→ What the exercise asks: Output exactly the lines between the line that contains "Could you please annotate the american" and the last line of the material, counting both.

···

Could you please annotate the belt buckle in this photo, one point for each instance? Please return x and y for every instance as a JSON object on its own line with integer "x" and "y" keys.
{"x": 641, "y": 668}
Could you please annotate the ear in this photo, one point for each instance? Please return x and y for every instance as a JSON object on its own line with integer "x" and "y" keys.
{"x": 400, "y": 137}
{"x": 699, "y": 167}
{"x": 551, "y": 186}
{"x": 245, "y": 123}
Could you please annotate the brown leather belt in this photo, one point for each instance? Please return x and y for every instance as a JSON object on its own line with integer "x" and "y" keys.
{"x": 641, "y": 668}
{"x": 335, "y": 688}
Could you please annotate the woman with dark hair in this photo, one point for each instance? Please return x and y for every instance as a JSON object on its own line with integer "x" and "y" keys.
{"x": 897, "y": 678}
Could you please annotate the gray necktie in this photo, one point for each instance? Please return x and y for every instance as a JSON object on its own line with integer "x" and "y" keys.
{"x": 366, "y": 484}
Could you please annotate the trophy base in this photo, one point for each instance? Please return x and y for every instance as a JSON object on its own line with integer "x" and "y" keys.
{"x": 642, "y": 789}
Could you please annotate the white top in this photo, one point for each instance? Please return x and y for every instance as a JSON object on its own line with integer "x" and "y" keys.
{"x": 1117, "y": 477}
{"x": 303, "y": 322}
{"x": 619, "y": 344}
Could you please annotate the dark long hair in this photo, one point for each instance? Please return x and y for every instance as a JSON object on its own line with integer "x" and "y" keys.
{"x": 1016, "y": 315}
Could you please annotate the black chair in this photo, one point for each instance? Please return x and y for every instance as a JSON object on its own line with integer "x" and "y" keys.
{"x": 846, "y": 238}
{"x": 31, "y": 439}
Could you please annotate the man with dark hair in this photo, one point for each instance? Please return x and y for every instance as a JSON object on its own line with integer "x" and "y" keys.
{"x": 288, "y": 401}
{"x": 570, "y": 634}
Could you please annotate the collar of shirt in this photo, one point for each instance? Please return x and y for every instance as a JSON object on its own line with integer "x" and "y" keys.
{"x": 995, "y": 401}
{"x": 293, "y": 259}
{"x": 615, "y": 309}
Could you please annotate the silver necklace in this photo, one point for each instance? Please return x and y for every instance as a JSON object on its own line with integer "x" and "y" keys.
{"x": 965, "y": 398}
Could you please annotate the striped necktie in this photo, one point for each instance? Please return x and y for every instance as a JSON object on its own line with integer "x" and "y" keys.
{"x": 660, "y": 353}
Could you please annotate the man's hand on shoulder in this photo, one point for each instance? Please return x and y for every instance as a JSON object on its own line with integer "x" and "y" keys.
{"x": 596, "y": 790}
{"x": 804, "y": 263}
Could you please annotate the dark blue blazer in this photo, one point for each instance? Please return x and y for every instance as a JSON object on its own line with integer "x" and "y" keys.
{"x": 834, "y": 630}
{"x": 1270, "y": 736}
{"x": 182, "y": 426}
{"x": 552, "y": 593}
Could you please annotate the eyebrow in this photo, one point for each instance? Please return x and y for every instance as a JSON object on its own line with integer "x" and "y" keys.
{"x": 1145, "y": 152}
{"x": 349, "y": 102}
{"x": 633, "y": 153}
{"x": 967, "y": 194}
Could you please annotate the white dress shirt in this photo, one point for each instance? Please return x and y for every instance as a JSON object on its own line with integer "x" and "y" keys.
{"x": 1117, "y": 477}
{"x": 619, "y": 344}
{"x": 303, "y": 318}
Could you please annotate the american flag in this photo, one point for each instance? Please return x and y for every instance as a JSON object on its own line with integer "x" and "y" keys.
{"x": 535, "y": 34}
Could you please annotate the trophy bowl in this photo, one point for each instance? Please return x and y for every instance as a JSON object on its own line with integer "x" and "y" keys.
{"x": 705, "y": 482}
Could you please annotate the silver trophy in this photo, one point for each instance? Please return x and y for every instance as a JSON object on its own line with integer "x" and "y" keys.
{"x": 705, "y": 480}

···

→ Response:
Could you please annotate the american flag in this photo, one point for each instance? Please return x and y for every instance as a JSON object on its own line with integer "x" and "y" keys.
{"x": 535, "y": 34}
Could you please annotate the trophy bowl in this photo, one point for each instance? Please return x and y for every instance as a JSON object on its own line with integer "x" and "y" keys.
{"x": 705, "y": 482}
Could you please annotate the silver trophy in this photo, one point for each instance? Please return x and y for every instance as a JSON object on its own line with integer "x" and "y" keys.
{"x": 705, "y": 480}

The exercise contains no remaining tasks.